== TASK REQUIREMENTS ==
From the line that contains "# result shape, e.g." down to the last line of the data below, transcribe every line exactly.

(Extracted data entries)
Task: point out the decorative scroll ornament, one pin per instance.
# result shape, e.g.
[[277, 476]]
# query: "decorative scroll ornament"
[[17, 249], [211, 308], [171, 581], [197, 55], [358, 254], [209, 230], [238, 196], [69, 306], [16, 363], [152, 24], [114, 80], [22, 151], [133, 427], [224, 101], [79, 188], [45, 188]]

== ANSWER FOR THIS EXERCISE ==
# result shape, e.g.
[[277, 476]]
# query: "decorative scroll ornament"
[[17, 249], [211, 308], [171, 581], [197, 55], [358, 254], [209, 230], [238, 196], [69, 306], [16, 363], [152, 24], [114, 80], [22, 151], [133, 427], [224, 101], [79, 188], [45, 188]]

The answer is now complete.